[Saved data entries]
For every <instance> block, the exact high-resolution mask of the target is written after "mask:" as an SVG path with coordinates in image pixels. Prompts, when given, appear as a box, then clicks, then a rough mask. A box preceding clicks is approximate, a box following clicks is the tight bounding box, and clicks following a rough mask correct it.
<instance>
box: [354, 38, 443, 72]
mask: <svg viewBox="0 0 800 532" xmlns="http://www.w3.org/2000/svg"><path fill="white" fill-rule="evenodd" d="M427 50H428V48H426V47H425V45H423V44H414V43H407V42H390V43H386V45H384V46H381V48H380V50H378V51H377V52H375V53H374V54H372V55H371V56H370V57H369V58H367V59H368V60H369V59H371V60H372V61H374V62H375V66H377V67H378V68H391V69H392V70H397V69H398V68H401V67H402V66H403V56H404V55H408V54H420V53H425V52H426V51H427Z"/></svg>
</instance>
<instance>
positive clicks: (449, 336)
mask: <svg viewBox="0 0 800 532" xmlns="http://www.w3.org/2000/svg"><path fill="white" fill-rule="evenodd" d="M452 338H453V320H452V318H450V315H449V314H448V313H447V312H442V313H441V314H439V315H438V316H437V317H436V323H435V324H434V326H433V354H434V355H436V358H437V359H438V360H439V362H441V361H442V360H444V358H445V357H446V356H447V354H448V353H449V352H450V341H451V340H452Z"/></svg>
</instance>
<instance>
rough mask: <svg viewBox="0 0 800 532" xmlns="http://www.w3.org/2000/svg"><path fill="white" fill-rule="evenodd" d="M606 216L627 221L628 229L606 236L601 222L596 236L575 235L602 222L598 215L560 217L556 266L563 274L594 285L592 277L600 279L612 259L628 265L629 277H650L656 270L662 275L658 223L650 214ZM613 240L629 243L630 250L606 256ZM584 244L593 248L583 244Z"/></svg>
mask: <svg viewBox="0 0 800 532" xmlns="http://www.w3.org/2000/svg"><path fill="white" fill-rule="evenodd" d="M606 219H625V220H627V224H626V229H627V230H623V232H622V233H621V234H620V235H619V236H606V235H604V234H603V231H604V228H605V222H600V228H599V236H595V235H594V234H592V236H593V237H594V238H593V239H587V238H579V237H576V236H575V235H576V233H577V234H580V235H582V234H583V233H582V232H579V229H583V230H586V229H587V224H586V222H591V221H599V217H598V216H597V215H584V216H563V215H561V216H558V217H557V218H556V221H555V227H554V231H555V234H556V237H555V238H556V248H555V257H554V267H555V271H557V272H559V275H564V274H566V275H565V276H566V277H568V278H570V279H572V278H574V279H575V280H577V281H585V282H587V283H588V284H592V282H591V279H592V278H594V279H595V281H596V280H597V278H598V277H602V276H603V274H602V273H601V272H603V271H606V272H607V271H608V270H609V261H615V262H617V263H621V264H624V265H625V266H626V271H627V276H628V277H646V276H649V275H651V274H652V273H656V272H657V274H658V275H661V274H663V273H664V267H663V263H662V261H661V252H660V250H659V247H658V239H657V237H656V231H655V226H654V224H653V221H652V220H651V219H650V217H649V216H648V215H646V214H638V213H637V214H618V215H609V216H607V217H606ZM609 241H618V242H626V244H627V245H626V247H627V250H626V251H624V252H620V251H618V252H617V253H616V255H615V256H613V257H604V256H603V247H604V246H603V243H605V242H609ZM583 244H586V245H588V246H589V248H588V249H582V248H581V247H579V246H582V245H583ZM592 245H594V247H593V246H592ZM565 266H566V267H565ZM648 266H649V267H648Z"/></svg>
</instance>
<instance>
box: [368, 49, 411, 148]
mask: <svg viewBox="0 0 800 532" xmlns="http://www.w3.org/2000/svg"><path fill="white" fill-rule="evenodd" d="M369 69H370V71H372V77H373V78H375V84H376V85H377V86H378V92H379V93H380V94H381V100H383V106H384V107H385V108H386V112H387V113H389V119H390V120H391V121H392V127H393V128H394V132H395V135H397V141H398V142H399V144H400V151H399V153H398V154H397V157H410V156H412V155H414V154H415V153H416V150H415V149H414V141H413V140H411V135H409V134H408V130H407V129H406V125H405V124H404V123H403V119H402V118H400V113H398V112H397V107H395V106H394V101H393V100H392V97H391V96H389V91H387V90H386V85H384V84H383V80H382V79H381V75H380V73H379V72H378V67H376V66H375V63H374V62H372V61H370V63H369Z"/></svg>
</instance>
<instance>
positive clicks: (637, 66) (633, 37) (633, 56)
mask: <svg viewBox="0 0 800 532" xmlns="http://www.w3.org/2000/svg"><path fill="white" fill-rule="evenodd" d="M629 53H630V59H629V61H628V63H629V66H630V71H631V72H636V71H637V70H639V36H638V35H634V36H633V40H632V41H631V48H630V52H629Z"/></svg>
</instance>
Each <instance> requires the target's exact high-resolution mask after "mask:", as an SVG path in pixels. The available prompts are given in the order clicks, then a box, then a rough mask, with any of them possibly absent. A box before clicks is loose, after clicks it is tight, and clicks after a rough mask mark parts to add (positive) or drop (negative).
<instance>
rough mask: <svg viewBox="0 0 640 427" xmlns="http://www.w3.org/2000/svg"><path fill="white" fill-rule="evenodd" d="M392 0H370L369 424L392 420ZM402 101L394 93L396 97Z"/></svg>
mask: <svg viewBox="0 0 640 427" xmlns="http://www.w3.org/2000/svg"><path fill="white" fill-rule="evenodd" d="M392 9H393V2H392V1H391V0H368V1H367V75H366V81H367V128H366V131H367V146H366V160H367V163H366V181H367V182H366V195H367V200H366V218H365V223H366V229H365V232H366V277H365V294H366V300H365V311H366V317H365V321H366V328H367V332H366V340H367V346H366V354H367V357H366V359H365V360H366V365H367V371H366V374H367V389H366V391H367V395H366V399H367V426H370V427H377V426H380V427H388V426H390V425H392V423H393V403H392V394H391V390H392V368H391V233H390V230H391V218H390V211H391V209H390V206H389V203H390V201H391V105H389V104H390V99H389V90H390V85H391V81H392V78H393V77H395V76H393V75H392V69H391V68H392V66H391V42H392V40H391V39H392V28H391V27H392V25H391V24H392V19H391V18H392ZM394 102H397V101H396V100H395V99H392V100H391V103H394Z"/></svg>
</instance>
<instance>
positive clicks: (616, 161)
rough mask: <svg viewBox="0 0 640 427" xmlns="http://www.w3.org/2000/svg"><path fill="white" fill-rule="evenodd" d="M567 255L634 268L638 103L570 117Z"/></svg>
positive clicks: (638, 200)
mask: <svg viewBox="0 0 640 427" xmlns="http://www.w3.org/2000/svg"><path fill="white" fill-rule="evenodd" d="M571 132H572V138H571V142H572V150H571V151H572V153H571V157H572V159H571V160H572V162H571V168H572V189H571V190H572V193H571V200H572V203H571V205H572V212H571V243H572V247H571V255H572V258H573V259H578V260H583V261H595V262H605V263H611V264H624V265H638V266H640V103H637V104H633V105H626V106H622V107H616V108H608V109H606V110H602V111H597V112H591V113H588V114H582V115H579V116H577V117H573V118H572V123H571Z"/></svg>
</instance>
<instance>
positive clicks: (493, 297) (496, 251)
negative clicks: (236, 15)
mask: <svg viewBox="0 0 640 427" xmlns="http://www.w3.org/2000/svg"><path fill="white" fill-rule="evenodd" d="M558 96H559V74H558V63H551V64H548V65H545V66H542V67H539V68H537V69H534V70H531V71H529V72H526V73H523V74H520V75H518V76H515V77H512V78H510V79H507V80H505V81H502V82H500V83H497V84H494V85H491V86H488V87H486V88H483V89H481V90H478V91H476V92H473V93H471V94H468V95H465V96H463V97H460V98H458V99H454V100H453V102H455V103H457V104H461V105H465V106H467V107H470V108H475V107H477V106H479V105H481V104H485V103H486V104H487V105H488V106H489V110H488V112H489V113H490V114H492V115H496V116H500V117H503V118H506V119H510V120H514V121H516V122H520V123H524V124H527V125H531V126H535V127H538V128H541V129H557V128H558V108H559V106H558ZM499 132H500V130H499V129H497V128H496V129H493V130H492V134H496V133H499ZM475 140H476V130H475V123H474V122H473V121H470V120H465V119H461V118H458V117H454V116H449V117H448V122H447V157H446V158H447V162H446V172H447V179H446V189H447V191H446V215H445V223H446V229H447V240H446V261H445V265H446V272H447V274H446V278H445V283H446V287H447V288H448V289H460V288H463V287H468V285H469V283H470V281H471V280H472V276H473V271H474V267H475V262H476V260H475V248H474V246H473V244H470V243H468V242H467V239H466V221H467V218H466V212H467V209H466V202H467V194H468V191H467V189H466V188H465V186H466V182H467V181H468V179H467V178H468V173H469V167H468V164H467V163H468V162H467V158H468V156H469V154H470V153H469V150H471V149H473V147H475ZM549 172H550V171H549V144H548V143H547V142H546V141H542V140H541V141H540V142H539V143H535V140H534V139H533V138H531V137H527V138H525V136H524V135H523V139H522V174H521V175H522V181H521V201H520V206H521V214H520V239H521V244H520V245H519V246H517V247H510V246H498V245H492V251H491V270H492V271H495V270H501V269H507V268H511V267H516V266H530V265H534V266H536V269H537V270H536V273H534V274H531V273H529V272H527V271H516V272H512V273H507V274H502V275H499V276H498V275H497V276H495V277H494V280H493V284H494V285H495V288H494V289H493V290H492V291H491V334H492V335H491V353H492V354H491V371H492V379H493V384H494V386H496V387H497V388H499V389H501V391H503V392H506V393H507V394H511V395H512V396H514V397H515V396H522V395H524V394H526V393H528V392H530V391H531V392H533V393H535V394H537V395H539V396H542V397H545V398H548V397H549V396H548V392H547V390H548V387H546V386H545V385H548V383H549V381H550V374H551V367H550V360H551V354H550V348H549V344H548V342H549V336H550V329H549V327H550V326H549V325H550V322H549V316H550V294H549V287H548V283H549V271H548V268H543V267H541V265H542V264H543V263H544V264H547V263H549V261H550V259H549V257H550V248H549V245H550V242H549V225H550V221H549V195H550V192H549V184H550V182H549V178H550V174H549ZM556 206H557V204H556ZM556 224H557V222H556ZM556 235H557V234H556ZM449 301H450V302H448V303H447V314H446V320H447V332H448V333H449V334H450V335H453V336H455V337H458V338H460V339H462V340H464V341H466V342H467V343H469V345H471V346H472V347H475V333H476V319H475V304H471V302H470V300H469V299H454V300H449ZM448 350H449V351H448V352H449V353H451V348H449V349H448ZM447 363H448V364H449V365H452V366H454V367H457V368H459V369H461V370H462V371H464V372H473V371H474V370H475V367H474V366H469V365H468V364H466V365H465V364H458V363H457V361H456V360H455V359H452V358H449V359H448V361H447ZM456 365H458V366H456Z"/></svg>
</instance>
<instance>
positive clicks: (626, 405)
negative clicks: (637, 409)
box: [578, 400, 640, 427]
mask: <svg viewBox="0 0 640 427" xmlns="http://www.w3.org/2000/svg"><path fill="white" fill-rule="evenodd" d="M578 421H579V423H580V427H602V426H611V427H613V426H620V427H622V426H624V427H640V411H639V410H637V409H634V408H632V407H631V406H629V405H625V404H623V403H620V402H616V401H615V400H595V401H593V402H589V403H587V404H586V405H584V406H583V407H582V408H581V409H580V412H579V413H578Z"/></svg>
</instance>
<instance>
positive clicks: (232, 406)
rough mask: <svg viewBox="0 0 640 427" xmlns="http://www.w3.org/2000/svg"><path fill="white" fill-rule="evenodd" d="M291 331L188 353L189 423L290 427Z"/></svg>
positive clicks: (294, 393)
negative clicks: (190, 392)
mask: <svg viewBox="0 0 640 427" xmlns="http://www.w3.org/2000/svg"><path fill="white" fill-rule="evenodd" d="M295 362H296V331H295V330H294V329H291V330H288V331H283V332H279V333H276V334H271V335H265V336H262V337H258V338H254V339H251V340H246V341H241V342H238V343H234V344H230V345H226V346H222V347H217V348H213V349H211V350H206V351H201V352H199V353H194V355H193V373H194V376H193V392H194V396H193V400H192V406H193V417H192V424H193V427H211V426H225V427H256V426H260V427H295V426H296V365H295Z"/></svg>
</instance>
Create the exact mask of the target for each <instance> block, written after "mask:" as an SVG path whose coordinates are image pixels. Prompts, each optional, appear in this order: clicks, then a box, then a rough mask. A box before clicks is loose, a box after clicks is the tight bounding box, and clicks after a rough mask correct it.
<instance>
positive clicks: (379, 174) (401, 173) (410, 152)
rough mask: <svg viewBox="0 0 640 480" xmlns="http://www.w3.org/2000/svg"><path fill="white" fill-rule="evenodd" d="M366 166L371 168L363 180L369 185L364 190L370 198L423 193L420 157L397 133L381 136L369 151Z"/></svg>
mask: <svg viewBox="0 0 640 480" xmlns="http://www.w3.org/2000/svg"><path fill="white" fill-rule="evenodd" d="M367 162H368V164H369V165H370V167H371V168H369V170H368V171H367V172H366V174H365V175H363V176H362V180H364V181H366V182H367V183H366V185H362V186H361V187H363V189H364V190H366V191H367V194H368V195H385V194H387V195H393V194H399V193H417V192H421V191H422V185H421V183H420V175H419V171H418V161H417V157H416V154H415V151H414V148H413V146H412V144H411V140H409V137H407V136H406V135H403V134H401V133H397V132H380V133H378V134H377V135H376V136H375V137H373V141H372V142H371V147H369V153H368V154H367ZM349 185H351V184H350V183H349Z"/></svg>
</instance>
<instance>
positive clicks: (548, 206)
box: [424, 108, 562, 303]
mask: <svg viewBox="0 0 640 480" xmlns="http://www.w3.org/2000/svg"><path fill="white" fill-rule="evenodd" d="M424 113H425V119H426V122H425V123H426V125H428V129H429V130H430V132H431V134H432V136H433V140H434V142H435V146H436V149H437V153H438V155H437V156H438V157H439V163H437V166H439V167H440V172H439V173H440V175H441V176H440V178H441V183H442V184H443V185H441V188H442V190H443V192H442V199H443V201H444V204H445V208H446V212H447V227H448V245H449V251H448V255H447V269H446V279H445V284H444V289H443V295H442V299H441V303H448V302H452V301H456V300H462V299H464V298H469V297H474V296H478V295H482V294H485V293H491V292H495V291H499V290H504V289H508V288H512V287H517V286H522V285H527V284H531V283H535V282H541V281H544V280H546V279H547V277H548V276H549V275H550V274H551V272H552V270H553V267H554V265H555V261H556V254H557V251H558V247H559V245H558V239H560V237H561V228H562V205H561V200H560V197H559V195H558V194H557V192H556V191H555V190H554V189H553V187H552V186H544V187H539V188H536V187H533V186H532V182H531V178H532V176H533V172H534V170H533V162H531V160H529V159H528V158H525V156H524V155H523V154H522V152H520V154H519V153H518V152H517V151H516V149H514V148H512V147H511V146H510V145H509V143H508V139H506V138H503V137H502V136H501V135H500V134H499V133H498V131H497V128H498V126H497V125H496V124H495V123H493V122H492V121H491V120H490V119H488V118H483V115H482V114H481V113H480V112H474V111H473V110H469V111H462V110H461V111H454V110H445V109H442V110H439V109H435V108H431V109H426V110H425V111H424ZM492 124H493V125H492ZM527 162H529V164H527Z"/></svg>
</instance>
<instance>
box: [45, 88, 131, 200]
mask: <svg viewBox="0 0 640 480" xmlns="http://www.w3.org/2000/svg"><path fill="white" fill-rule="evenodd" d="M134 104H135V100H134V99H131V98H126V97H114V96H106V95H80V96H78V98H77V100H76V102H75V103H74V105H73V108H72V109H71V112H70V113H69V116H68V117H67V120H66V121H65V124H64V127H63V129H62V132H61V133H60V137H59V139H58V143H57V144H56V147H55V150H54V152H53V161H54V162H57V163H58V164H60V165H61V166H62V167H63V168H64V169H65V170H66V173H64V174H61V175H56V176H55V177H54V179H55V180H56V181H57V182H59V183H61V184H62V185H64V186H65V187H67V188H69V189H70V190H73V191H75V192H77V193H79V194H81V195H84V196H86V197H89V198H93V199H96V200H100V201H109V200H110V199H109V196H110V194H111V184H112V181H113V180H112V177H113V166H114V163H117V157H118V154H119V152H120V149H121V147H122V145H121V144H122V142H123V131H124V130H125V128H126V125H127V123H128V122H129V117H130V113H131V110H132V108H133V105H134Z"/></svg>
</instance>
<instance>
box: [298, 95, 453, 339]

PROBLEM TO SOLVE →
Starting at the line that has "positive clicks: (616, 161)" in the records above, restate word for word every line until the one that has "255L634 268L638 103L570", and include that one as well.

SOLUTION TO THIS EXERCISE →
positive clicks: (616, 161)
rough mask: <svg viewBox="0 0 640 427" xmlns="http://www.w3.org/2000/svg"><path fill="white" fill-rule="evenodd" d="M567 255L634 268L638 103L570 117Z"/></svg>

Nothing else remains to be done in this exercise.